What to work on:
[A] Return, unchanged, the rows running from the line that contains "Target: white window sill" through the line that contains "211 L 8 214", with both of those lines included.
[B] Take the text on compiling the crossmap vignettes further, starting right after its last sentence.

Supplied passage:
Raw data must be transferred into crossmap instances. This can be performed
by executing scripts in the prep
directory. The README.md
in that directory
has additional details on each script.
The vignettes
folder contains two Rmd
files and a number of other helper
files (R scripts, style sheets, etc.)
To compile the vignettes, navigate to the vignettes
folder, start a new R
session, and render the vignettes.
render("CrossmapFigures.Rmd")
render("CrossmapSupplementary.Rmd")
When these vignettes are executed for the first time, they perform
compute-intensive calculations using the crossmap instances and custom R
functions. The combined running time can reach several hours. Outputs from
these calculations will appear in results
and cache
directories. The
rendered vignettes will themselves consist of pdf files in the vignettes
directory.

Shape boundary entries

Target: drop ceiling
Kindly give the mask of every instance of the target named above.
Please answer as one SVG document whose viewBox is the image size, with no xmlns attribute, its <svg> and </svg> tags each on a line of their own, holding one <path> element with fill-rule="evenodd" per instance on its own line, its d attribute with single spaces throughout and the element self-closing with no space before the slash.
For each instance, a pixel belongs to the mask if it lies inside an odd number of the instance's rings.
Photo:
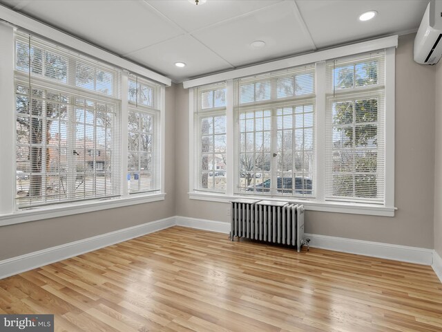
<svg viewBox="0 0 442 332">
<path fill-rule="evenodd" d="M 425 0 L 0 0 L 175 82 L 417 30 Z M 362 22 L 367 10 L 378 15 Z M 251 43 L 265 46 L 253 48 Z M 186 66 L 177 68 L 177 62 Z"/>
</svg>

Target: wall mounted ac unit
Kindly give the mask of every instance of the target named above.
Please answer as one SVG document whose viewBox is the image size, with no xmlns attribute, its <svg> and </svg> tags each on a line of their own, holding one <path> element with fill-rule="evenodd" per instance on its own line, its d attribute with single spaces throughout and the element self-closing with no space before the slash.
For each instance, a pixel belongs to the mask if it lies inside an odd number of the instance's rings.
<svg viewBox="0 0 442 332">
<path fill-rule="evenodd" d="M 436 64 L 442 56 L 442 1 L 428 3 L 414 38 L 414 61 Z"/>
</svg>

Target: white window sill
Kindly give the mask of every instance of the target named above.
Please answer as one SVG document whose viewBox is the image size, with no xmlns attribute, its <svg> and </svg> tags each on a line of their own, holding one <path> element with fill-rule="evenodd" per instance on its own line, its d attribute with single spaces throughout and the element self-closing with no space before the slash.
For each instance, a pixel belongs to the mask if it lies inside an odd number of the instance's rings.
<svg viewBox="0 0 442 332">
<path fill-rule="evenodd" d="M 17 211 L 8 214 L 0 214 L 0 226 L 164 201 L 165 196 L 166 194 L 135 196 L 103 201 L 95 201 L 70 205 L 60 205 L 35 210 Z"/>
<path fill-rule="evenodd" d="M 263 197 L 261 196 L 228 196 L 222 194 L 206 192 L 189 192 L 190 199 L 209 201 L 211 202 L 229 203 L 239 198 L 251 199 L 265 199 L 266 201 L 289 201 L 303 204 L 306 210 L 309 211 L 321 211 L 326 212 L 350 213 L 354 214 L 367 214 L 371 216 L 394 216 L 394 207 L 373 205 L 370 204 L 345 203 L 338 202 L 317 202 L 308 199 L 296 199 L 292 197 Z"/>
</svg>

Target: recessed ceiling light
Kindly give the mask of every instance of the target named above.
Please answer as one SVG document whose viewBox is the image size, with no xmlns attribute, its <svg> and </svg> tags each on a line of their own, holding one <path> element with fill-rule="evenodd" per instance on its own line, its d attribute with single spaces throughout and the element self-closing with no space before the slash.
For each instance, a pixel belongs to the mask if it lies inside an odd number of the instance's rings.
<svg viewBox="0 0 442 332">
<path fill-rule="evenodd" d="M 202 5 L 205 3 L 207 0 L 188 0 L 189 2 L 193 5 Z"/>
<path fill-rule="evenodd" d="M 359 21 L 368 21 L 369 19 L 372 19 L 376 15 L 377 13 L 378 12 L 376 12 L 376 10 L 365 12 L 359 16 Z"/>
<path fill-rule="evenodd" d="M 262 40 L 256 40 L 250 44 L 250 46 L 255 48 L 262 48 L 265 46 L 265 42 Z"/>
</svg>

Final answers:
[A]
Target: white window sill
Kindly give the mask of every instance of the target named above.
Please answer as one SVG document whose viewBox is the image size, with no xmlns attribute, its <svg> and </svg> tags each on a line of their own, holding one <path> element with fill-rule="evenodd" per instance on its own line, its d attribute with single spaces throughout and the element self-closing with no space before the slash.
For each instance, a pixel belongs to the mask if it lies inside an odd number of the instance's rings.
<svg viewBox="0 0 442 332">
<path fill-rule="evenodd" d="M 17 211 L 8 214 L 0 214 L 0 226 L 164 201 L 165 196 L 166 194 L 135 196 L 103 201 L 95 201 L 70 205 L 60 205 L 35 210 Z"/>

[B]
When the scripts are executed again, even starting from a clean R session, the vignettes will utilize the cached data and regenerate pdf documents in minutes.
It is possible to use the repository together with precomputed data files and produce summary figures bypassing compute-intensive steps. The running time for this approach should be around a minute.
A snapshot of all raw and data files is available in a zenodo repository
(dataset 4287332). Copy the content of
data
, results
, and cache
directories into the root of the repository.
Summary figures are generated via vignettes. Follow the instructions regarding the installation of R packages and vignette rendering (above).